Exercise aim | Transcribe the passage on Jerome word for word, from "Such is the" to "and correct them.", inclusive.

Excerpt |
§ §
But what is so striking about Jerome is that while he was without question a great Christian man who in his zeal for the Lord made great contributions to the establishment of the faith, he was at the same time a real pill. He may have been a genius as both a writer and a biblical scholar, but as a Christian man he lost friends as fast as he made them because of his thin skin — he never took well criticism of any kind – and for his tendency to blame his own very obvious faults on someone else. Sooner or later almost all his friends and scholarly peers felt the lash of his acid tongue and pen. Jerome was a master of personal attack and, the Lord’s commandments of love and forgiveness notwithstanding, he took no prisoners. He also seemed, even to his friends, to be simply incapable of appreciating the fact — so obvious to everyone else — that what he found so objectionable in others were frequently the very failings of which he himself was notably guilty. I could tell you story after story of his hypocrisy, his cruelty, his jealousy, and his vengeance. Name any great man of the 4th century and you can pretty well count on the fact that he ended up on Jerome’s bad side. He didn’t admire Ambrose, thought little of John Chrysostom, and so it goes. He was, I regret to say, a great hater and a master of the sarcastic putdown. Jerome’s most learned biographer, the English scholar J.N.D. Kelly, imagines that his Christian friends not infrequently must have shaken their heads in dismay at the things he said or wrote and especially the way he treated other brothers in Christ. [Jerome, 169] Another scholar surmises that “About the only way Jerome could get lasting friends was posthumously.” [Wills, Augustine, 88]

The story of the correspondence between Jerome and his younger contemporary Augustine is a perfect example. Jerome took offense at the slightest suggestion that he may have been wrong about something, was cutting and patronizing in his replies, while Augustine, eager to maintain the great man’s friendship, wrote typically self-effacing, apologetic, and respectful replies. Augustine had supposed at the outset that Jerome would actually be eager to discuss some questions Augustine had about some of Jerome’s writings. Before long he learned how prickly a person Jerome was and how carefully he had to be handled. And so, predictably, it was Augustine, not Jerome, who took pains to maintain the friendship, to calm ruffled feathers, and to apologize for whatever remark Jerome may have taken amiss. Honestly, read a biography of Jerome and before you are very far into it you will want to wring the guy’s neck! But, you will also appreciate what great contributions he made to the kingdom of God and how deep was his passion for godliness as he understood it.

Such is the Christian life in one measure or another, much as we wish it were not. We hold the treasures of the gospel in jars of clay! And so it has always been; and so it was at the beginning. New life, salvation, the gates of heaven opening before us, the love of God, the transformation of human hearts, and human life reflecting the glory of God — this is salvation in Jesus Christ. But, at the same time, so much dismal pettiness, moral failure, pique, and foolishness. We just saw the Lord Jesus on the mountain top, his whole body transformed in dazzling glory. But now we are treated to a series of incidents, one following hard upon the other, in which the disciples reveal some disappointing aspect of their character and the Lord must confront and correct them.
§ §
Material supplied |
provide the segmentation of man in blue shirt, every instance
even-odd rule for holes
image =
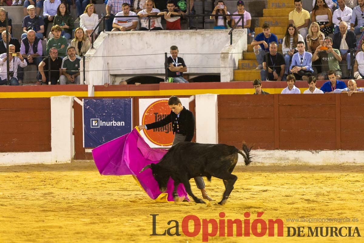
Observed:
[[[364,1],[364,0],[363,0]],[[256,69],[261,69],[263,67],[263,58],[265,52],[269,51],[269,43],[272,42],[278,43],[277,36],[270,33],[269,24],[265,23],[262,26],[263,32],[258,34],[250,44],[254,46],[254,53],[258,61],[258,67]]]
[[[343,89],[346,88],[345,83],[342,81],[336,80],[335,70],[329,70],[327,72],[327,75],[330,81],[325,82],[320,89],[324,93],[333,93],[334,90],[337,89]]]
[[[292,56],[292,63],[289,67],[289,71],[296,80],[306,81],[313,72],[311,60],[312,54],[305,51],[305,43],[303,41],[297,42],[297,49],[298,52]]]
§ §
Reply to the task |
Such is the Christian life in one measure or another, much as we wish it were not. We hold the treasures of the gospel in jars of clay! And so it has always been; and so it was at the beginning. New life, salvation, the gates of heaven opening before us, the love of God, the transformation of human hearts, and human life reflecting the glory of God — this is salvation in Jesus Christ. But, at the same time, so much dismal pettiness, moral failure, pique, and foolishness. We just saw the Lord Jesus on the mountain top, his whole body transformed in dazzling glory. But now we are treated to a series of incidents, one following hard upon the other, in which the disciples reveal some disappointing aspect of their character and the Lord must confront and correct them.